**Short problem A**
In the pgn_parser readme, what tool was used to build the parser?

**Document segment**
----------

A Python library for parsing pgn files into a python friendly format.

The parser is built using canopy, the rest is Python.

The PGN spec is based on (and thanks to) the spec at saremba.de.

Setup

Installing

Make sure you have python 3 installed.

pip install pgn_parser

Then import like so:

from pgn_parser import pgn, parser

Testing

The tests are written using pytest and behave, these must be installed first:

pip install pytest behave

For running unit tests:

pytest

For running behavioural tests:

behave

Building pip distributables

make build

Using

Parsing a pgn file

To parse a pgn, you just give the string to the parser.parse along with the Actions() which the parser uses to create python structures.

>>> from pgn_parser import parser, pgn

>>> game = parser.parse("1. e4 e5", actions=pgn.Actions())
>>> print(game.move(1))
1. e4 e5
>>> print(game.move(1).black.san)
e5

Games

After parsing a game, it will be structured into the following classes which are nested in eachother:

Game: Container for the whole game To get a specific move (5 here) from a game

game.move(5)

----------

**Given data**

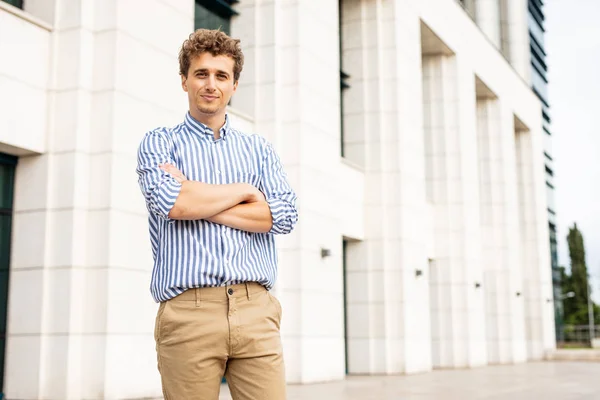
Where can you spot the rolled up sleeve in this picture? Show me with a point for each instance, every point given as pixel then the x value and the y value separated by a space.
pixel 279 194
pixel 160 190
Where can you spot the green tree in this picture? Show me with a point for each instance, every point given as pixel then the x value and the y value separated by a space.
pixel 576 308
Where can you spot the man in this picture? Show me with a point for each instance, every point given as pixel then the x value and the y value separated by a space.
pixel 216 197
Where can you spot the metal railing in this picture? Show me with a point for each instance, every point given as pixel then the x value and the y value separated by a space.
pixel 579 334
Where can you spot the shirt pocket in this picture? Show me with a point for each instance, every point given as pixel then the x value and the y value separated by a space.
pixel 247 177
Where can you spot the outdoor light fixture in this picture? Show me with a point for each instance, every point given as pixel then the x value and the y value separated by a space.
pixel 567 295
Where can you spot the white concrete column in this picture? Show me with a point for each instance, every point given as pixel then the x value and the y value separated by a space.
pixel 500 239
pixel 290 87
pixel 487 16
pixel 405 194
pixel 537 284
pixel 383 115
pixel 512 235
pixel 453 187
pixel 85 284
pixel 515 36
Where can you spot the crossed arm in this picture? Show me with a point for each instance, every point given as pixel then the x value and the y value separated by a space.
pixel 171 196
pixel 237 205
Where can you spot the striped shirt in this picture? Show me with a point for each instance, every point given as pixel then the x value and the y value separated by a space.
pixel 198 253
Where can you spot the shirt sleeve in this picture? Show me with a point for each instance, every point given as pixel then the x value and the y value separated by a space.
pixel 279 194
pixel 159 188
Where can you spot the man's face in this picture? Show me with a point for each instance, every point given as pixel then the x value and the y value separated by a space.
pixel 209 84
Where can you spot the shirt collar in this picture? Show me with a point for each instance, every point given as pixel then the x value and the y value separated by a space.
pixel 201 129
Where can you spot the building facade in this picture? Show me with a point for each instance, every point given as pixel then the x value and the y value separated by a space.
pixel 408 128
pixel 539 84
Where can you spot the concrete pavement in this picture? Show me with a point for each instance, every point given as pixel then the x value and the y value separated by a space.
pixel 531 381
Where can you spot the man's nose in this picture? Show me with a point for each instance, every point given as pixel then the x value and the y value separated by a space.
pixel 211 83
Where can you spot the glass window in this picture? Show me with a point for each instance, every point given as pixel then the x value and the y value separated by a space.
pixel 536 30
pixel 550 196
pixel 214 14
pixel 7 175
pixel 16 3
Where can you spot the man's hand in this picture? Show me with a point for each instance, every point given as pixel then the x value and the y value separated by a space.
pixel 253 195
pixel 174 172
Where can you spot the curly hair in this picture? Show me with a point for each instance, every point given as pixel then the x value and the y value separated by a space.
pixel 214 42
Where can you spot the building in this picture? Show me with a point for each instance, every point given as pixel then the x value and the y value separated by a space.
pixel 539 84
pixel 408 128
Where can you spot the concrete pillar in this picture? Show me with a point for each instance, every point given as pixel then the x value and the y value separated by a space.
pixel 488 19
pixel 502 269
pixel 515 36
pixel 453 188
pixel 83 282
pixel 537 278
pixel 383 116
pixel 290 87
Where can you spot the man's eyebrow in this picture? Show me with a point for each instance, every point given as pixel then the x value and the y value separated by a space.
pixel 206 70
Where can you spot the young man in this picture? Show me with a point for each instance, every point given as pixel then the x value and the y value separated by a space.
pixel 216 197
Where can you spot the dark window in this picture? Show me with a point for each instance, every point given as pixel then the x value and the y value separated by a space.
pixel 214 14
pixel 343 77
pixel 16 3
pixel 546 116
pixel 7 176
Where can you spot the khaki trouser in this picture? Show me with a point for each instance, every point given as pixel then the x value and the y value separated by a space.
pixel 206 333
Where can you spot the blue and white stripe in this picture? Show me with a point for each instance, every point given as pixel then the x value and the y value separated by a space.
pixel 199 253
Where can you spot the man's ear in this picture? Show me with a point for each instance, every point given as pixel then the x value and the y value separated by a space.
pixel 184 83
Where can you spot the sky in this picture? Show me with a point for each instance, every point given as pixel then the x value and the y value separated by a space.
pixel 573 49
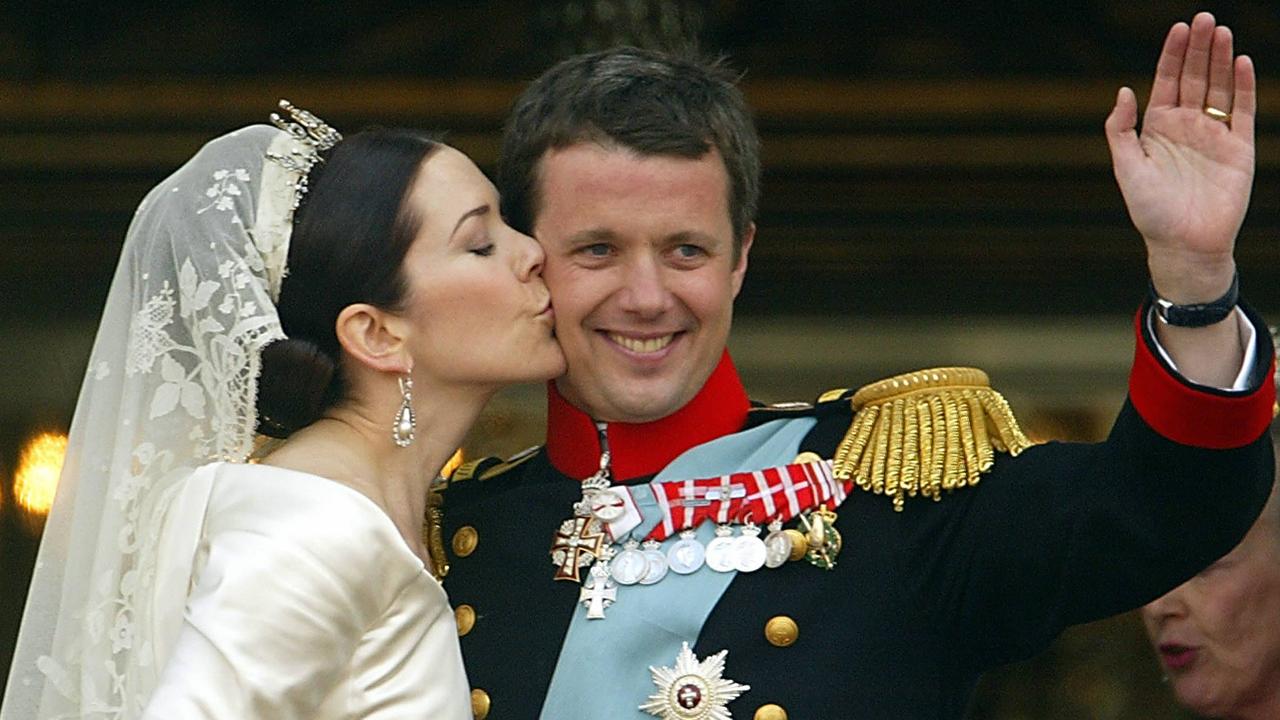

----------

**Short problem B**
Return the listing's lines verbatim, beginning at the start of the listing and stopping after the line that contains "pixel 579 334", with both ends included and the pictures left out.

**Correct result A**
Canopy.

**Correct result B**
Where can you spot the rolled up sleeve in this picture? Show me with a point for each instance, every point given as pixel then the x value and the y value separated by a space.
pixel 279 194
pixel 160 190
Where can you spot the green tree in this picture? Show me with a point for each instance, every point given as pixel then the x value and the y value separated by a space.
pixel 576 308
Where can you spot the man in this picture? Show me with a point for each instance, every point given as pixel then the x value and the y value separated by a space.
pixel 216 197
Where can you spot the metal railing in this picture? Show me with a point for each instance, every point given as pixel then the x value and the y value separated by a space.
pixel 579 334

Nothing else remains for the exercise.